Challenge:
Rewrite the lines below, requests included, from the one containing "Place a pin on every instance of the blade" through the end of the records, both ends included, and nothing else. Multiply every coordinate in the answers by 0.25 and round to whole numbers, halves up, leaving the numbers in the requests and their format samples as they are, and omit the pictures.

Data excerpts:

## begin

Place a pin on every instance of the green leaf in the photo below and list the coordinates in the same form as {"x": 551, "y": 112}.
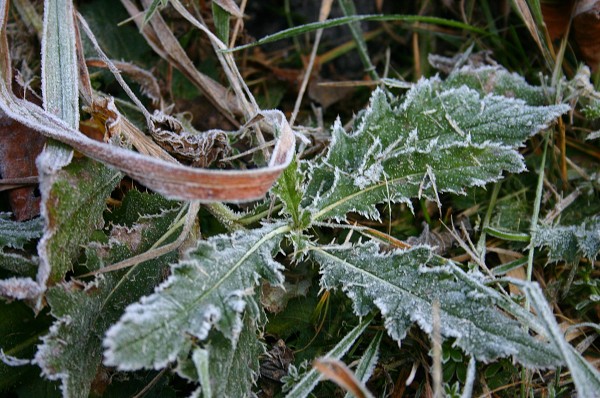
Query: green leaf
{"x": 153, "y": 8}
{"x": 569, "y": 243}
{"x": 310, "y": 380}
{"x": 221, "y": 19}
{"x": 210, "y": 287}
{"x": 367, "y": 362}
{"x": 330, "y": 23}
{"x": 84, "y": 313}
{"x": 19, "y": 264}
{"x": 226, "y": 368}
{"x": 431, "y": 141}
{"x": 74, "y": 199}
{"x": 497, "y": 80}
{"x": 60, "y": 78}
{"x": 404, "y": 287}
{"x": 289, "y": 190}
{"x": 15, "y": 234}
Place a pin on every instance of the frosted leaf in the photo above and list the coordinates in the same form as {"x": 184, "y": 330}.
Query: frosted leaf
{"x": 452, "y": 136}
{"x": 209, "y": 288}
{"x": 289, "y": 189}
{"x": 497, "y": 80}
{"x": 229, "y": 368}
{"x": 568, "y": 243}
{"x": 403, "y": 287}
{"x": 15, "y": 234}
{"x": 71, "y": 215}
{"x": 84, "y": 313}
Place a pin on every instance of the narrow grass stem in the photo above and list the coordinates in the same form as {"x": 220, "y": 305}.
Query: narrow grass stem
{"x": 486, "y": 221}
{"x": 536, "y": 210}
{"x": 349, "y": 10}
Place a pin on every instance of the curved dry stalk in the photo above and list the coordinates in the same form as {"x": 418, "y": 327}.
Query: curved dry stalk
{"x": 171, "y": 180}
{"x": 154, "y": 253}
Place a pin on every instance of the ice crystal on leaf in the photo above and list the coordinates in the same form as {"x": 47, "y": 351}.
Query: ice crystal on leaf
{"x": 209, "y": 288}
{"x": 569, "y": 243}
{"x": 434, "y": 139}
{"x": 403, "y": 285}
{"x": 15, "y": 234}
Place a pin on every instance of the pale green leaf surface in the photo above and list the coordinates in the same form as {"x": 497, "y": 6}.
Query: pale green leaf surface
{"x": 209, "y": 288}
{"x": 429, "y": 142}
{"x": 153, "y": 8}
{"x": 403, "y": 287}
{"x": 221, "y": 19}
{"x": 309, "y": 381}
{"x": 497, "y": 80}
{"x": 19, "y": 264}
{"x": 367, "y": 362}
{"x": 230, "y": 369}
{"x": 289, "y": 190}
{"x": 84, "y": 314}
{"x": 74, "y": 199}
{"x": 569, "y": 243}
{"x": 60, "y": 78}
{"x": 15, "y": 234}
{"x": 330, "y": 23}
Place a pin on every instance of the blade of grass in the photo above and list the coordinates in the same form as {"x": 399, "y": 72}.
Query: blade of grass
{"x": 349, "y": 9}
{"x": 288, "y": 33}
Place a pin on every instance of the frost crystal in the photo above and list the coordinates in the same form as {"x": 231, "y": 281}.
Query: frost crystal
{"x": 570, "y": 243}
{"x": 208, "y": 289}
{"x": 402, "y": 288}
{"x": 438, "y": 138}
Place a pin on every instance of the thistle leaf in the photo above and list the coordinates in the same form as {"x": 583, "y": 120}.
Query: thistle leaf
{"x": 435, "y": 140}
{"x": 74, "y": 200}
{"x": 497, "y": 80}
{"x": 229, "y": 369}
{"x": 569, "y": 243}
{"x": 210, "y": 287}
{"x": 309, "y": 381}
{"x": 15, "y": 234}
{"x": 289, "y": 190}
{"x": 83, "y": 314}
{"x": 404, "y": 287}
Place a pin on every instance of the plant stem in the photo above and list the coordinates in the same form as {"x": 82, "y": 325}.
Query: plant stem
{"x": 486, "y": 221}
{"x": 536, "y": 210}
{"x": 349, "y": 9}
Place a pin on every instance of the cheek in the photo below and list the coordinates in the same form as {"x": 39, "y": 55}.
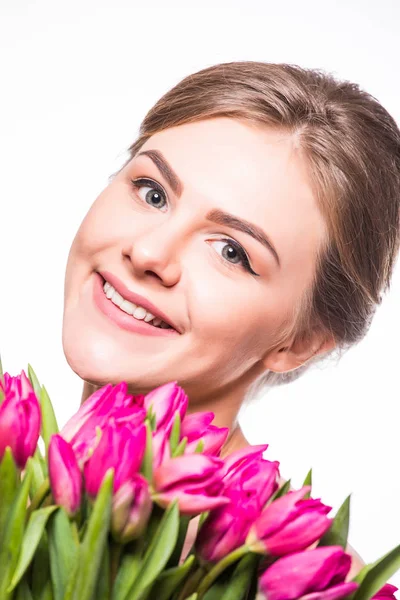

## end

Task output:
Place a pin on every instance of the blade of grass in the photo above and list the coordinates in the same form as {"x": 399, "y": 72}.
Query: blade of grass
{"x": 87, "y": 2}
{"x": 72, "y": 8}
Place a pin on every instance of the frost crystal in the photo above and list the coordinates in the same form as {"x": 231, "y": 281}.
Query: frost crystal
{"x": 143, "y": 61}
{"x": 52, "y": 72}
{"x": 101, "y": 72}
{"x": 110, "y": 35}
Place a pin on every instance of the thistle leaf in the photo above and list the coordinates in the same form as {"x": 583, "y": 120}.
Query: thistle leaf
{"x": 109, "y": 35}
{"x": 19, "y": 50}
{"x": 124, "y": 20}
{"x": 57, "y": 92}
{"x": 142, "y": 61}
{"x": 53, "y": 72}
{"x": 77, "y": 95}
{"x": 4, "y": 59}
{"x": 72, "y": 48}
{"x": 21, "y": 79}
{"x": 101, "y": 72}
Place a pin on every instance of the plant stem in the photo above and list the coordinates in the same form as {"x": 82, "y": 325}.
Query: plant stem
{"x": 122, "y": 55}
{"x": 134, "y": 53}
{"x": 87, "y": 2}
Place a pin on every instance of the cheek in the photo below and list the coordinates in the same form as {"x": 39, "y": 55}.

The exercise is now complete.